[START Material shown]

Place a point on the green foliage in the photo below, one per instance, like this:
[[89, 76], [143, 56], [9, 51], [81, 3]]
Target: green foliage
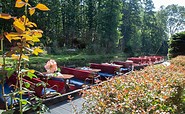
[[155, 89], [177, 45]]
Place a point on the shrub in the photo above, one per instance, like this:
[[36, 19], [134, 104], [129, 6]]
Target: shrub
[[177, 45], [155, 89]]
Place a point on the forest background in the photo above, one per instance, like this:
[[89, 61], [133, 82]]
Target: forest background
[[103, 26]]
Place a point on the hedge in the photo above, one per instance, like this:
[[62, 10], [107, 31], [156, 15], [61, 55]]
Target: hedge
[[155, 89]]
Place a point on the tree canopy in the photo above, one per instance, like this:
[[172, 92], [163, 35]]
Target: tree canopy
[[104, 26]]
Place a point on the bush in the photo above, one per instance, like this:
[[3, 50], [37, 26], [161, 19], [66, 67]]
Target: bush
[[177, 45], [155, 89]]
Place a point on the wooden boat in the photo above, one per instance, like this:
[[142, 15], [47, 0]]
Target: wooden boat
[[74, 79]]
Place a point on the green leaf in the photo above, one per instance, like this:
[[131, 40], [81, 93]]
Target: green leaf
[[8, 112], [10, 71], [24, 102], [27, 85], [31, 75]]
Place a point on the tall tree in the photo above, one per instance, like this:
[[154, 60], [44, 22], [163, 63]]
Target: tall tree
[[108, 18], [131, 25], [176, 18], [148, 28]]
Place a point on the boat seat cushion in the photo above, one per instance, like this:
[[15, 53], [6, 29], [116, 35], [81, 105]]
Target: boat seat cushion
[[107, 75]]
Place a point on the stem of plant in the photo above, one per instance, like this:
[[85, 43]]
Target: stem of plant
[[3, 80], [20, 81]]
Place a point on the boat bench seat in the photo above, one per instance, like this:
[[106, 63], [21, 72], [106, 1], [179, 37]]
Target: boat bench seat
[[105, 75], [107, 71], [81, 77], [39, 89], [78, 83]]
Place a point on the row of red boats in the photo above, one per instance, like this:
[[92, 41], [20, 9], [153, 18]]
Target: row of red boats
[[70, 79]]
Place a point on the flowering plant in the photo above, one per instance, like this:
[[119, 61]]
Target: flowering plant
[[51, 66]]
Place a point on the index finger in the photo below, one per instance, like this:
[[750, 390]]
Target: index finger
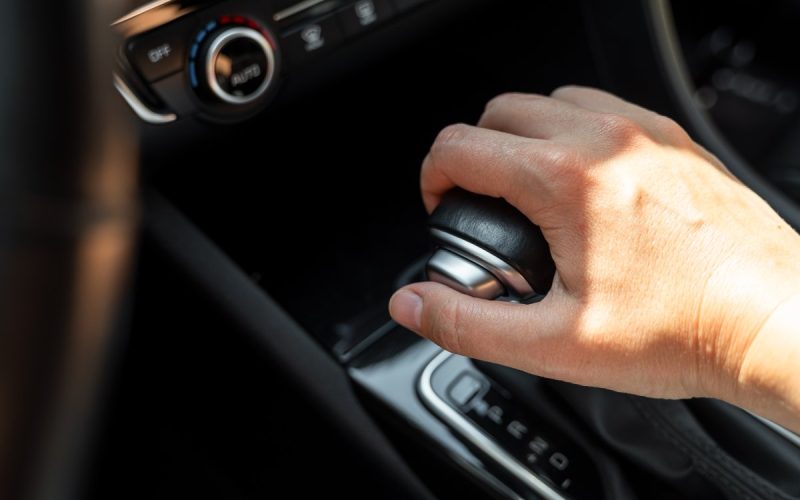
[[491, 163]]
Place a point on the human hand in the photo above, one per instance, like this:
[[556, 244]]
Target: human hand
[[672, 277]]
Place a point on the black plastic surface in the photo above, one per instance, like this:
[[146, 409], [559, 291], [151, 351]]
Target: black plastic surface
[[501, 229]]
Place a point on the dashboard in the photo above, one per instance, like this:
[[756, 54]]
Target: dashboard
[[225, 61]]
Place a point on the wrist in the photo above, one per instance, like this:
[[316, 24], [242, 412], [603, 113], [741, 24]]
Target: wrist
[[768, 382]]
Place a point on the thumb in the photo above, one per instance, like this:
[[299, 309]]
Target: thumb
[[478, 328]]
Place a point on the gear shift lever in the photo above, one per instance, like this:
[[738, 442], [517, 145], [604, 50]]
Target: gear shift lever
[[488, 249]]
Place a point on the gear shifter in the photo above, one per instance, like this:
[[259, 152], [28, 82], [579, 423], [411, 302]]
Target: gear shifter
[[696, 448], [488, 249]]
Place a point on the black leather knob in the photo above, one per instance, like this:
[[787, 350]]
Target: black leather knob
[[497, 228]]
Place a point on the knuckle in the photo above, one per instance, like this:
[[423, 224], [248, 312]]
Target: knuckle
[[503, 99], [447, 325], [450, 134], [668, 129], [567, 90], [560, 160], [618, 128], [447, 137]]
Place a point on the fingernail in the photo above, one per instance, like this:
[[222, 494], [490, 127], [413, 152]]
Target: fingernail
[[406, 308]]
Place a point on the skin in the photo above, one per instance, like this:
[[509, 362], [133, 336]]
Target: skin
[[673, 279]]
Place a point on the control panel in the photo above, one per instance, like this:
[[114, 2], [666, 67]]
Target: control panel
[[525, 446], [224, 61]]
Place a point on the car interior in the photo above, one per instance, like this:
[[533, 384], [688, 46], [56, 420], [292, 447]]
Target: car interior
[[210, 202]]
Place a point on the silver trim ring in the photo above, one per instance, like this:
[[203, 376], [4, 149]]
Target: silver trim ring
[[140, 108], [475, 435], [514, 282], [217, 45]]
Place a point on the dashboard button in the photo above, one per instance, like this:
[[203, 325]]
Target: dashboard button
[[407, 4], [157, 54], [312, 39], [364, 14]]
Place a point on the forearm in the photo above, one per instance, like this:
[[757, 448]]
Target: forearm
[[770, 374]]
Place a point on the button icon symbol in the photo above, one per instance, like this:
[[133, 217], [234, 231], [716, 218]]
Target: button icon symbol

[END Material shown]

Copy the whole listing above word for word, without the pictures.

• **Result**
Place a point on the green foliage in the photo below, one per instance, like this:
[[89, 76], [143, 56], [9, 51], [81, 3]]
Target: green foliage
[[155, 89], [177, 45]]
Place a point on the shrub in the photo above, one per instance, like this:
[[36, 19], [134, 104], [129, 6]]
Target: shrub
[[177, 45], [155, 89]]
Place a point on the forest background in the photo above, one per instance, like this:
[[89, 61], [133, 82]]
Target: forest background
[[103, 26]]
Place a point on the hedge in the photo above, one per instance, like this:
[[62, 10], [107, 31], [156, 15], [61, 55]]
Target: hedge
[[155, 89]]
Place a point on the tree canopy in the photo above, one per instance, like this:
[[172, 92], [163, 35]]
Target: tree canopy
[[104, 26]]
Place a point on the bush in the photo above, one per instance, like this:
[[3, 50], [37, 26], [161, 19], [66, 67]]
Target: bush
[[177, 45], [155, 89]]
Place a point on the wooden boat in the photo above, one per instance, like this:
[[142, 15], [47, 0]]
Target: wooden boat
[[74, 79]]
Place a point on the green leaf in the photo above, one per instance, like this:
[[131, 40], [81, 93]]
Target: green leaf
[[8, 112], [10, 71], [24, 102], [27, 85], [31, 75]]
Place a point on the tall tree in the photo above, one per instance, like this:
[[154, 60], [44, 22], [163, 63]]
Target: tall tree
[[108, 18], [131, 25], [176, 18], [148, 28]]
Place a point on the boat seat cushion in the photo above, one per instance, like this:
[[15, 53], [6, 29], [116, 35], [81, 105]]
Target: boat seat cushion
[[107, 75]]
Place a point on the stem of plant in the photo above, one per instance, like this:
[[85, 43]]
Target: stem of plant
[[3, 80], [20, 81]]
Place a point on the boat bench seat in the photo above, one per instance, like this:
[[106, 63], [21, 72], [106, 1], [179, 37]]
Target: boat bench seat
[[105, 75], [107, 71], [81, 77], [39, 89], [78, 83]]
Place a point on the row of red boats in the photo above, one per instance, like this:
[[92, 41], [20, 9], [153, 18]]
Target: row of red boats
[[70, 79]]
Place a point on the flowering plant in the photo above, one per instance, like this:
[[119, 61]]
Target: flowering plant
[[51, 66]]
Place a point on the index finger in the photo below, one per instance, like this:
[[750, 390]]
Target: index finger
[[491, 163]]
Place a point on the human hand in the photo above, one per instance, like this:
[[556, 244]]
Target: human hand
[[672, 277]]
Place a point on the black plastic surface in the photo above, one per instance, like this:
[[146, 409], [559, 291], [151, 351]]
Target: black plastic surface
[[501, 229]]
Place a point on the dashboard in the photo above, one per instance, like this:
[[756, 54]]
Target: dashboard
[[225, 61]]
Place a point on the wrist in the photo above, one per instance, like this:
[[316, 24], [242, 412], [603, 113], [741, 24]]
Target: wrist
[[768, 382]]
Place a point on the thumb in the photo above, one per instance, like this:
[[299, 309]]
Target: thumb
[[478, 328]]
Place a point on the gear shift lever in the photo above, one per instance, like this:
[[738, 442], [517, 145], [604, 50]]
Target: gear shift lever
[[488, 249]]
Place a point on the gear shifter in the photo above, one per instance, like this:
[[259, 152], [28, 82], [579, 423], [411, 302]]
Target: gear shifter
[[696, 448], [488, 249]]
Place a point on the black leather knob in the photo above, one per instance, like this:
[[787, 350]]
Target: black leather knob
[[497, 228]]
Place a point on the knuckle in the photo above, one per instance, like this:
[[423, 224], [248, 312]]
Target: knuckle
[[503, 99], [447, 325], [450, 134], [668, 129], [567, 90], [560, 160], [618, 128], [447, 137]]
Place a point on the fingernail in the photo above, one per instance, like this:
[[222, 494], [490, 127], [413, 152]]
Target: fingernail
[[406, 308]]
Place a point on the skin in the photo above, one per instance, like this:
[[509, 362], [133, 336]]
Target: skin
[[673, 279]]
Place a point on the control panel in the photo above, one per instance, like this:
[[114, 2], [666, 67]]
Target: control panel
[[525, 446], [224, 61]]
Place a point on the car interior in the photo above, one per instance, like this:
[[533, 384], [688, 46], [56, 420], [292, 447]]
Target: car interior
[[210, 202]]
Place a point on the silver trim ring in the photo above, one per instance, like this:
[[203, 376], [4, 149]]
Target: silver trim ring
[[140, 108], [475, 435], [514, 282], [217, 45]]
Place a point on the dashboard button in the photo above, one per instance, like this:
[[203, 325]]
Target: dashboard button
[[407, 4], [157, 54], [312, 39], [364, 14]]
Place a point on the forearm in the photo above, one per instance, like this:
[[757, 448]]
Target: forearm
[[770, 374]]
Place a point on the button icon symbol in the photo above, one per instance, like this:
[[133, 217], [234, 231], [716, 218]]
Target: button icon symbol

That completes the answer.